Return only this: the line with "find man's eyeglasses" and all the lines that follow it below, through the final one, exactly as they are.

◆ **RECORDS FOR PROCESSING**
━━━━━━━━━━━━━━━━

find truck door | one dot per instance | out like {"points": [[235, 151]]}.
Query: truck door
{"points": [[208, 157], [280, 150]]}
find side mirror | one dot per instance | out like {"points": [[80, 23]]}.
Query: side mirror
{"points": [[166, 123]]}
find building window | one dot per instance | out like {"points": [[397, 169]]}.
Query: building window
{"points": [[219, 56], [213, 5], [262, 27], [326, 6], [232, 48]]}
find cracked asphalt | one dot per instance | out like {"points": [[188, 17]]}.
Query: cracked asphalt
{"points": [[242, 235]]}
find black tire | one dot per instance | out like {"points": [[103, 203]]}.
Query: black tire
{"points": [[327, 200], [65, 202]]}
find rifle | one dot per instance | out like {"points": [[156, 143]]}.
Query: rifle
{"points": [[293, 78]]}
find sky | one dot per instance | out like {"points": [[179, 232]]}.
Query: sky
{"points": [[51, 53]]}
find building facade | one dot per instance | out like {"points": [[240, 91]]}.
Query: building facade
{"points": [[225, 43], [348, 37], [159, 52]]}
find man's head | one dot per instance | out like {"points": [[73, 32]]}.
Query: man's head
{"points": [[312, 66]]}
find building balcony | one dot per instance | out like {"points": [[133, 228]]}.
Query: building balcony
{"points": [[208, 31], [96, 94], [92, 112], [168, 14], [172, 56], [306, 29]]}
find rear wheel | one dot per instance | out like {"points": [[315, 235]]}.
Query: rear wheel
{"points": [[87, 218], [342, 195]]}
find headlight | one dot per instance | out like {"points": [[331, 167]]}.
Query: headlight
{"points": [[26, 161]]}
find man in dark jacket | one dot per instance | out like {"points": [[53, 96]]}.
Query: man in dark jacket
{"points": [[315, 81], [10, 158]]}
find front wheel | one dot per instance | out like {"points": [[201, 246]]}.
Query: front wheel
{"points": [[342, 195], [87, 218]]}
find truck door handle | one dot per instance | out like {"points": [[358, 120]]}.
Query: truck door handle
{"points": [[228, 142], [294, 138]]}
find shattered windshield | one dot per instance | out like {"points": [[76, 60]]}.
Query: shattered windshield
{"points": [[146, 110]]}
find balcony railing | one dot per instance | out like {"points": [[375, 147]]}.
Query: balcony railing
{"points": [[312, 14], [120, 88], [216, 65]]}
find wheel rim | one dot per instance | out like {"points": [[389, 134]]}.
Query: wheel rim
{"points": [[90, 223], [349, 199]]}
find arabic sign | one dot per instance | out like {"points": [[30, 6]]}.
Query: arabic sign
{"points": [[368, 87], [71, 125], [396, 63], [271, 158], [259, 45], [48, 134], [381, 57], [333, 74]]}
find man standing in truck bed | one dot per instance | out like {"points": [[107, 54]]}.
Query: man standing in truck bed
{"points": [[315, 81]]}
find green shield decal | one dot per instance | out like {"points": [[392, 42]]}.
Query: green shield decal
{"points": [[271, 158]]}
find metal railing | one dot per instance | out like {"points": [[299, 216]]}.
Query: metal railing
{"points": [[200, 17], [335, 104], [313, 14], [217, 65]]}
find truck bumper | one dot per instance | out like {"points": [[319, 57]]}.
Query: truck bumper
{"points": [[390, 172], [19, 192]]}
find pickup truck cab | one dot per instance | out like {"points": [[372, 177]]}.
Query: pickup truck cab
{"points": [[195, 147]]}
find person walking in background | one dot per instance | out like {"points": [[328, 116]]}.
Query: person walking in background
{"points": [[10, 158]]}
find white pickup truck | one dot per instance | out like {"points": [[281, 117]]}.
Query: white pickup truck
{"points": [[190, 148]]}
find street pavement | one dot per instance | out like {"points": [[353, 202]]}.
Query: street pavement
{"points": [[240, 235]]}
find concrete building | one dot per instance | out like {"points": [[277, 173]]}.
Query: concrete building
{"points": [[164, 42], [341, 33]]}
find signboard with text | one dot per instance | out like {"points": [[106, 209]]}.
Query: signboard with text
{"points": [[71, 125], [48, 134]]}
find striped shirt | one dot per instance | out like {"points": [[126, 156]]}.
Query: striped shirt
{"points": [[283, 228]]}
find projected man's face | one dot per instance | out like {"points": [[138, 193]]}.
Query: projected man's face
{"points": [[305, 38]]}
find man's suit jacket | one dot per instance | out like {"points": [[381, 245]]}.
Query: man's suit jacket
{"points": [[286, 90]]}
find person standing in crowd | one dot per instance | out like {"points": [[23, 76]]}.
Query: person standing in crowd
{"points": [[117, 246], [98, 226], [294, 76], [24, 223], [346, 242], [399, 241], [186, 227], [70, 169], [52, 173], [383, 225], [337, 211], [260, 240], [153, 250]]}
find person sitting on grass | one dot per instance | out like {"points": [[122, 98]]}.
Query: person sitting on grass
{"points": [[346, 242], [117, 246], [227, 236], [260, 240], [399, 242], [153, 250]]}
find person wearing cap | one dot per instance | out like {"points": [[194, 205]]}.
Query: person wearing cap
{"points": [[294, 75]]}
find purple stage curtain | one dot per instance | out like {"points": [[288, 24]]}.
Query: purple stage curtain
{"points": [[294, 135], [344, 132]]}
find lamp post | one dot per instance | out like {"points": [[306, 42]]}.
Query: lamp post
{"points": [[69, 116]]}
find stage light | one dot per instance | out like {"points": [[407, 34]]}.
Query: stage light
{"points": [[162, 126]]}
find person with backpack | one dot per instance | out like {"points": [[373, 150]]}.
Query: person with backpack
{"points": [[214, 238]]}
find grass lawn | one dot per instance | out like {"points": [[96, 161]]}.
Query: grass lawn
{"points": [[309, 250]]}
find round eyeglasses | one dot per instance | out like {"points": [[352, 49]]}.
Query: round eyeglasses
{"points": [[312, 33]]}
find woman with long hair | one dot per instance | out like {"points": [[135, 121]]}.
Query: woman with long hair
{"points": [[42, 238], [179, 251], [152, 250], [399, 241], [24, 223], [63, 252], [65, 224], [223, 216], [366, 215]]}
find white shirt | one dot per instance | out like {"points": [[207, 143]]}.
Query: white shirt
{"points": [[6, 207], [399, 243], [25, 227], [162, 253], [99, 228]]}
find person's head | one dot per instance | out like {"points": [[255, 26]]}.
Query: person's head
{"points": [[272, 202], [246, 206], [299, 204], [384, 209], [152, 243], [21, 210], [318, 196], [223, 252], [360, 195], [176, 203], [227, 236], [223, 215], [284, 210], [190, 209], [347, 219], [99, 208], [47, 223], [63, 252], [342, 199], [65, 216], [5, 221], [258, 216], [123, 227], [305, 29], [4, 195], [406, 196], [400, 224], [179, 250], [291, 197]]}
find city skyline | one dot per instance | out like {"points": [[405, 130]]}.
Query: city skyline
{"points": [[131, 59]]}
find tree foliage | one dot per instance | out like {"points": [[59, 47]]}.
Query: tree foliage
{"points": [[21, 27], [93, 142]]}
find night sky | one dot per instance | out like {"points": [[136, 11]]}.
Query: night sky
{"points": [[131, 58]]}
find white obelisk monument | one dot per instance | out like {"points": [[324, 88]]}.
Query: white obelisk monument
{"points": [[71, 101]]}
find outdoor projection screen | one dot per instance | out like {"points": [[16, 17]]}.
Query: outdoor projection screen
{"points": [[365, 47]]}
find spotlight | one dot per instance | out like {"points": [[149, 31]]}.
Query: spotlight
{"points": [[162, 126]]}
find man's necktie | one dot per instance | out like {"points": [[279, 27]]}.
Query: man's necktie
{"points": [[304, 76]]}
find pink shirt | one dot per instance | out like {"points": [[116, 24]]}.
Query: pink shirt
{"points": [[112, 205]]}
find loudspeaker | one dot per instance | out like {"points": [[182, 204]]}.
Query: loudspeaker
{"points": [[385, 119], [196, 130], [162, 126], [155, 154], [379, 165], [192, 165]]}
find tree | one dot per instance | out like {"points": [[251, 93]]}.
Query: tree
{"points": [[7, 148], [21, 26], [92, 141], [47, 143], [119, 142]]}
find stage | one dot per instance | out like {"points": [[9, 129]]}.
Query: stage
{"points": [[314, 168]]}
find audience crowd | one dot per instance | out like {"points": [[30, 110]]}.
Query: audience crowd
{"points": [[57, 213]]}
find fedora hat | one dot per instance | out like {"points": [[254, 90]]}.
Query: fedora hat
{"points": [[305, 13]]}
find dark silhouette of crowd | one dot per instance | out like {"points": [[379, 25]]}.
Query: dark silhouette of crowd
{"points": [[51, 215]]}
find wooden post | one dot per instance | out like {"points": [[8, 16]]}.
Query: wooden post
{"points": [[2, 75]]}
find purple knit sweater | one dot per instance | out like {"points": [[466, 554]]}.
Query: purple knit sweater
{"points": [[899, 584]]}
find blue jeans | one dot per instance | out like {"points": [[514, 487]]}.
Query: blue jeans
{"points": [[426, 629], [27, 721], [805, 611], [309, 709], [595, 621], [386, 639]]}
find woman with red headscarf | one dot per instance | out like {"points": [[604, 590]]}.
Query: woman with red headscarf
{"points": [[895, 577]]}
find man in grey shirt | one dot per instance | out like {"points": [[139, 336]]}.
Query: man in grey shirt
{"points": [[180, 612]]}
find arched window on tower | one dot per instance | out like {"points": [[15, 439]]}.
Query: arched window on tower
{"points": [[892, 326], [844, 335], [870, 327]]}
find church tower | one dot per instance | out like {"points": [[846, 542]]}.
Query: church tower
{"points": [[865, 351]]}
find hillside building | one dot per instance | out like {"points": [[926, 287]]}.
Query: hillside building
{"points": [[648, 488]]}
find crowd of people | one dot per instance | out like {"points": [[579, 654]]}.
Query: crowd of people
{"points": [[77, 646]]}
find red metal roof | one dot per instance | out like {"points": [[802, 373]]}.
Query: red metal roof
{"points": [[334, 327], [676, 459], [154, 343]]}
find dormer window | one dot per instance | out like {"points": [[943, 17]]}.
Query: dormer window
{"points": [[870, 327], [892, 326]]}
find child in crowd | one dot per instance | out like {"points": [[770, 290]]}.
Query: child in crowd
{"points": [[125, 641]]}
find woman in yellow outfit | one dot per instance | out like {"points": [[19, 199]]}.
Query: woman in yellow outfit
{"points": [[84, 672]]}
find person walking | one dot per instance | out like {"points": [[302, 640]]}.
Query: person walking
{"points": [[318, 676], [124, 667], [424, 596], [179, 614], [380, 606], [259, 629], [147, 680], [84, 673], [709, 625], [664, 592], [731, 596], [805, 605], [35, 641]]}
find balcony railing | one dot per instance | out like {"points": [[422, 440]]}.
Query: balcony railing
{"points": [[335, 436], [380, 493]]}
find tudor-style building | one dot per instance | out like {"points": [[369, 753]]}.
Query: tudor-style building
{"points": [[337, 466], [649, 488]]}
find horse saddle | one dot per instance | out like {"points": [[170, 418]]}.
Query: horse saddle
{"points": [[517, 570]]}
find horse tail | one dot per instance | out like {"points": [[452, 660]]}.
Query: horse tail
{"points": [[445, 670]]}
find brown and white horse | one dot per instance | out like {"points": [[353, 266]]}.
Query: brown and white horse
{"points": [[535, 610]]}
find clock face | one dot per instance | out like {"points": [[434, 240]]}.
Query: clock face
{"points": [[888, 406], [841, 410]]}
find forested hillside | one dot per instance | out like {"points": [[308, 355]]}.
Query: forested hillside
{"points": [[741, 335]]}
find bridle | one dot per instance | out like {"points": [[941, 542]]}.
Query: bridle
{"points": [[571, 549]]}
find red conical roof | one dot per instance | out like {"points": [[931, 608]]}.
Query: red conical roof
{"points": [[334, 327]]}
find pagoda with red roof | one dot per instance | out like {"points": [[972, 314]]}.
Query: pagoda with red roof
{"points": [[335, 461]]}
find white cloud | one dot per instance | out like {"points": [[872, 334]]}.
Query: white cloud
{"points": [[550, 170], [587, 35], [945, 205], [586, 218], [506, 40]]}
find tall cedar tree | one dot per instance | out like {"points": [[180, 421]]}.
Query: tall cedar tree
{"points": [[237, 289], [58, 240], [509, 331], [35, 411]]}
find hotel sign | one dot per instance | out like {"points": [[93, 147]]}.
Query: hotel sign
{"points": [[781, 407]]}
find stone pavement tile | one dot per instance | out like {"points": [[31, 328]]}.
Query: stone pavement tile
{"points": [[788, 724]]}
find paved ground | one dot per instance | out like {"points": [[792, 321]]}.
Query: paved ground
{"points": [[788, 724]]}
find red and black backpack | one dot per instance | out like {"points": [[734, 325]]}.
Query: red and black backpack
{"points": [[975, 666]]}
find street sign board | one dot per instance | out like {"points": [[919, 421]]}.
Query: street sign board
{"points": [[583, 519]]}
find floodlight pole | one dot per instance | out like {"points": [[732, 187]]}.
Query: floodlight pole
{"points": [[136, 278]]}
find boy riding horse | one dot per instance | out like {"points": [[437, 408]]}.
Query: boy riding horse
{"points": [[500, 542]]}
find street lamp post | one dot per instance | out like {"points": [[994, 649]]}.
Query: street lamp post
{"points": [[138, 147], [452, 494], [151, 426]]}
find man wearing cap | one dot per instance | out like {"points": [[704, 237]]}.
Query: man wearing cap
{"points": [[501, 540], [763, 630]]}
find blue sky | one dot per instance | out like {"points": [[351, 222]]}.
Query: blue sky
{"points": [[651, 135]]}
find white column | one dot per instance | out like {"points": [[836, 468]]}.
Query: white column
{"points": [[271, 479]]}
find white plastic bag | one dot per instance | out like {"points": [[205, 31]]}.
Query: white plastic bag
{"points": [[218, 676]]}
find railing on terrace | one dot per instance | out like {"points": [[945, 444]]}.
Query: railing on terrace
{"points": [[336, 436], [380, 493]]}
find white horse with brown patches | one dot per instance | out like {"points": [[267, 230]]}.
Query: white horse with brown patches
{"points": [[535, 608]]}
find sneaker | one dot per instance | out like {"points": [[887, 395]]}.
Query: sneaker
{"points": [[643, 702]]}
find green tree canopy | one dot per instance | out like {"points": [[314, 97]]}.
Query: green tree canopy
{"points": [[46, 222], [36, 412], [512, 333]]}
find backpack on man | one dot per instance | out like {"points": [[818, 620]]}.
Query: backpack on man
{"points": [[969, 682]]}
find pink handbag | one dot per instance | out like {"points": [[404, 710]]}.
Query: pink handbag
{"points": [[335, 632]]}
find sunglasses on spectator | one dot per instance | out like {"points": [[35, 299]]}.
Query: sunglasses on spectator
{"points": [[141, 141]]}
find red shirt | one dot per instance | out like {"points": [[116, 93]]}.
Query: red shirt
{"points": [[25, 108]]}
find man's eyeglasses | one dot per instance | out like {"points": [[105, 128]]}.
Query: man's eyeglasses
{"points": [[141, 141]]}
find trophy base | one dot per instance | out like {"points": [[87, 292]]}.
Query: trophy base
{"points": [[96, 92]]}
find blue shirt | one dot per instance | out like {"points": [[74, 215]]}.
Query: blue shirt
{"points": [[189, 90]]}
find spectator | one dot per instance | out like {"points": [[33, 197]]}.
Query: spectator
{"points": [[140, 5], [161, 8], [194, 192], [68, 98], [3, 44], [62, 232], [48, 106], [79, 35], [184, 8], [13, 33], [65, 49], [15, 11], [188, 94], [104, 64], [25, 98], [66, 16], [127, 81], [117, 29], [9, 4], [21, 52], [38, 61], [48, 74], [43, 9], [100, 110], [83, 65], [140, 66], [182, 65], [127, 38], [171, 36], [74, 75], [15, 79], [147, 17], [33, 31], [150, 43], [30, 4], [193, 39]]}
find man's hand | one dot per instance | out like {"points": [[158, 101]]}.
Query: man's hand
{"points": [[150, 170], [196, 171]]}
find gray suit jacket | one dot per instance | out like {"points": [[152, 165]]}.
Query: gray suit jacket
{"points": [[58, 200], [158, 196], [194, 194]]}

━━━━━━━━━━━━━━━━

◆ **RESPONSE TO THE EXERCISE**
find man's eyeglasses | one dot per instance | out like {"points": [[105, 128]]}.
Query: man's eyeglasses
{"points": [[141, 141]]}
find trophy base | one dot per instance | out like {"points": [[87, 292]]}.
Query: trophy base
{"points": [[96, 92]]}
find blue shirt | one dot per instance | out like {"points": [[74, 215]]}.
Query: blue shirt
{"points": [[189, 90]]}
find spectator | one dot per instance | out like {"points": [[33, 197]]}.
Query: spectator
{"points": [[140, 5], [161, 8], [194, 192], [68, 98], [3, 44], [62, 232], [48, 106], [79, 35], [184, 8], [13, 33], [65, 49], [15, 11], [188, 94], [104, 64], [25, 98], [66, 16], [127, 81], [117, 29], [9, 4], [21, 52], [38, 61], [48, 74], [43, 9], [100, 110], [83, 65], [140, 66], [182, 65], [127, 38], [171, 36], [74, 75], [15, 79], [147, 17], [33, 31], [150, 43], [30, 4], [193, 39]]}
find man's hand | one dot per instance | out like {"points": [[158, 101]]}.
Query: man's hand
{"points": [[150, 170], [196, 171]]}
find gray suit jacket | one dot per instance | out like {"points": [[152, 165]]}.
Query: gray suit jacket
{"points": [[58, 200], [158, 196], [194, 194]]}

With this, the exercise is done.